_SET TASK_
Reproduce everything from the start of the records down through the line "1032, 311, 1107, 396", changing "gray smoke cloud" to "dark smoke plume" and keeping all else the same.

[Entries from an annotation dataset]
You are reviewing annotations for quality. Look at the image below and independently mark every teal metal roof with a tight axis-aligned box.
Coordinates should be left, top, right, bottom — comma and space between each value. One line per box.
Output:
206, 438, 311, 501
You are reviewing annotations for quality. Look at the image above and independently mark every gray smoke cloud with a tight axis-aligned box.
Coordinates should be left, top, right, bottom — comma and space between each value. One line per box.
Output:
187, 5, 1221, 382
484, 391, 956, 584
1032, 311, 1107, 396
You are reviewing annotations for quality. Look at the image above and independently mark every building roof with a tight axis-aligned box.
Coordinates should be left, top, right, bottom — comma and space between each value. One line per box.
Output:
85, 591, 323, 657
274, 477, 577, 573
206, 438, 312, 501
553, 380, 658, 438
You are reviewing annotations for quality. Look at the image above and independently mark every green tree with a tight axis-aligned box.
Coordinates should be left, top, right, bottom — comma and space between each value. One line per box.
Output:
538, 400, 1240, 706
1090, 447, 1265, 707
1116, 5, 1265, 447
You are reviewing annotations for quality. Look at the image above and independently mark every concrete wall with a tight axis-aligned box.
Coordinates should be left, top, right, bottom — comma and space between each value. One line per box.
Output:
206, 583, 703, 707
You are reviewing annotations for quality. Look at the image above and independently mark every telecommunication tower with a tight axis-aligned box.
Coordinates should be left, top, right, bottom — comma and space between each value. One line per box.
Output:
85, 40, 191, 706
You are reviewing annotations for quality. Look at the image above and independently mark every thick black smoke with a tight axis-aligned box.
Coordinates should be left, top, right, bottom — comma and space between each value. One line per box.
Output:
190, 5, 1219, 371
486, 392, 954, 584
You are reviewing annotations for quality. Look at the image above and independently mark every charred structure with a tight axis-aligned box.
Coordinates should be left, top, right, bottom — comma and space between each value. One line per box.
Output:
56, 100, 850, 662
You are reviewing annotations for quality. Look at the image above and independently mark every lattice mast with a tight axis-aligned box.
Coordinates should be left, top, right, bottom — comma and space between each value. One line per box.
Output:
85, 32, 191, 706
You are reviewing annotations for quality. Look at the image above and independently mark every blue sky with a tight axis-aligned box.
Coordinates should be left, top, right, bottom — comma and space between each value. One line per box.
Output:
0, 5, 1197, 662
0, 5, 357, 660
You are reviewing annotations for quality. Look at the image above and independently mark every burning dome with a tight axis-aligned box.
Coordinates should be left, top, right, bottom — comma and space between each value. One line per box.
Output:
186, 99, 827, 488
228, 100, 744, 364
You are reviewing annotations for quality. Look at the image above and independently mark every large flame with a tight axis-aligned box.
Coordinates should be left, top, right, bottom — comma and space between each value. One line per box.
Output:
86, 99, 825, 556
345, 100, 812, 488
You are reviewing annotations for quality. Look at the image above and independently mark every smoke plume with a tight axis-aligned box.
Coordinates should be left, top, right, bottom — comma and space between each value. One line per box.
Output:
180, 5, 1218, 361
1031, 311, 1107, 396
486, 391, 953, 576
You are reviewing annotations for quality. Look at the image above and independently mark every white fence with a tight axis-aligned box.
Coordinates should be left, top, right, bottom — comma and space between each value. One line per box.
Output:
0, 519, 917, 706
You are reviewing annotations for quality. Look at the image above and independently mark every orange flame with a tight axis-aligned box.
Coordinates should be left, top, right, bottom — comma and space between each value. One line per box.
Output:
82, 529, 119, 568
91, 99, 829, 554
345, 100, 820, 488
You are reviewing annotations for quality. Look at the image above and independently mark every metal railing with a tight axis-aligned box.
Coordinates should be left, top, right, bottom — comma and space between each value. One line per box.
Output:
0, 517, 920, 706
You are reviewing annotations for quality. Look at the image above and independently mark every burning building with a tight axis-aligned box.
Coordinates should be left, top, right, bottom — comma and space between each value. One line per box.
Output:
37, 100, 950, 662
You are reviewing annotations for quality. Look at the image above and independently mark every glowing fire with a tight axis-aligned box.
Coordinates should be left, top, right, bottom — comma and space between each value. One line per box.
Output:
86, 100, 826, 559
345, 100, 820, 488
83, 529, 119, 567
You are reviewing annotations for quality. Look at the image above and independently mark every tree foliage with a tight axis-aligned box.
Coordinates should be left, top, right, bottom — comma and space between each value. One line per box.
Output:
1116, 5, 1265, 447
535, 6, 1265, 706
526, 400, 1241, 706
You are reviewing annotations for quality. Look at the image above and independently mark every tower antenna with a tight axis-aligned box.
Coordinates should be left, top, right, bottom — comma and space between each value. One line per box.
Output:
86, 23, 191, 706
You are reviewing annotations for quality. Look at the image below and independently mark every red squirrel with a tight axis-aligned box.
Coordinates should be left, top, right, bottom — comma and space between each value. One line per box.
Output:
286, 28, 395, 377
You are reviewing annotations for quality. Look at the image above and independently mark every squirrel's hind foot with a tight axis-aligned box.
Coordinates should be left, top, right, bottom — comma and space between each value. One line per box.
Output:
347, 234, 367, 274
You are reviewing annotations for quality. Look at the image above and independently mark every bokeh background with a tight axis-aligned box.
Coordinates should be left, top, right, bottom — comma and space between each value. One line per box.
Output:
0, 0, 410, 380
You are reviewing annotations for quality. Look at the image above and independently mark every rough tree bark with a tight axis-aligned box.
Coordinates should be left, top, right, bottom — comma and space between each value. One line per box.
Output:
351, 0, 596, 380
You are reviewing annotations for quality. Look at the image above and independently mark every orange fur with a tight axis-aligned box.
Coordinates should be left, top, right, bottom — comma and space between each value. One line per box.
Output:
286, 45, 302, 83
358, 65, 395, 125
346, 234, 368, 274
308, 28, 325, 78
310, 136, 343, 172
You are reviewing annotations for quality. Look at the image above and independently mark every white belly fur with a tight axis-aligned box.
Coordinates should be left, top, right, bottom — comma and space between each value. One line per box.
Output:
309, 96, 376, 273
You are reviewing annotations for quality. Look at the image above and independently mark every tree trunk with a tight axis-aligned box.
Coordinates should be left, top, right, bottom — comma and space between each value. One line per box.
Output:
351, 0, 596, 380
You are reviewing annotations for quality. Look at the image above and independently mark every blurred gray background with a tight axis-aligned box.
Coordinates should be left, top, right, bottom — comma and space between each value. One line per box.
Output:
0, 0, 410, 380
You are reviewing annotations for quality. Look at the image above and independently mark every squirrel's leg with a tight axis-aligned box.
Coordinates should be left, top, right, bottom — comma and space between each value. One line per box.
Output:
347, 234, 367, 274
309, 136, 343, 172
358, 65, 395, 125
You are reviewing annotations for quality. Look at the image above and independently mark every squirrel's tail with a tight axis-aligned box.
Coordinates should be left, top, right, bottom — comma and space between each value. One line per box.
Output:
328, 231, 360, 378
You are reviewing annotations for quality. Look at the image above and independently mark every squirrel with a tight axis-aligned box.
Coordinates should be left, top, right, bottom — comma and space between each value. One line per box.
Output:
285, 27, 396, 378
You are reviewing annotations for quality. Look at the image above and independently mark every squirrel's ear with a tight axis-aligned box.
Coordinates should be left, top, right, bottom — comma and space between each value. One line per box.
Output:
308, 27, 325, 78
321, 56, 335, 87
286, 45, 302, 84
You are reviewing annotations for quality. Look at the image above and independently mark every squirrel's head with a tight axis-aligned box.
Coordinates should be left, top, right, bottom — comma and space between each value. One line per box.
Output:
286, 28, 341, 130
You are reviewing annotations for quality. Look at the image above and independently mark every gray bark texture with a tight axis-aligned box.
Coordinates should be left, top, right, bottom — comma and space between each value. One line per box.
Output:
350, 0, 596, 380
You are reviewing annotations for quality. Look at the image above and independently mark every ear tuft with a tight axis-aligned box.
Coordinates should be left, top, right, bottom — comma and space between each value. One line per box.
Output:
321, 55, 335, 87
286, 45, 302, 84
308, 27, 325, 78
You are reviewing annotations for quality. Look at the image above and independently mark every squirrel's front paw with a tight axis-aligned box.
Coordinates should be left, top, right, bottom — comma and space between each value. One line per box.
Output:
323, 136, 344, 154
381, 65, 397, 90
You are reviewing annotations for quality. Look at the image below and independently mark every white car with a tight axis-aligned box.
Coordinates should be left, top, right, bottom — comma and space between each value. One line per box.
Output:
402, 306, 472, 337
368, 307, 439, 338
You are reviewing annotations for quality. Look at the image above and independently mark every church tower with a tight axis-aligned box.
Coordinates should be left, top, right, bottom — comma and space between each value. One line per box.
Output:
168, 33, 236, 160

_EXERCISE SOLUTION_
You are reviewing annotations for quality. Look at the image below and independently mark every teal metal roof with a tight axis-aligned box.
Coordinates should be left, top, right, bottom — comma and space between each value. One line per box.
Output:
206, 438, 311, 501
You are reviewing annotations for quality. Look at the image above and independently mark every dark smoke plume with a tight axis-aligned box.
Coordinates should be left, top, right, bottom — comma and space between each value. One line per box.
Output:
187, 5, 1221, 382
484, 391, 956, 584
1032, 311, 1107, 396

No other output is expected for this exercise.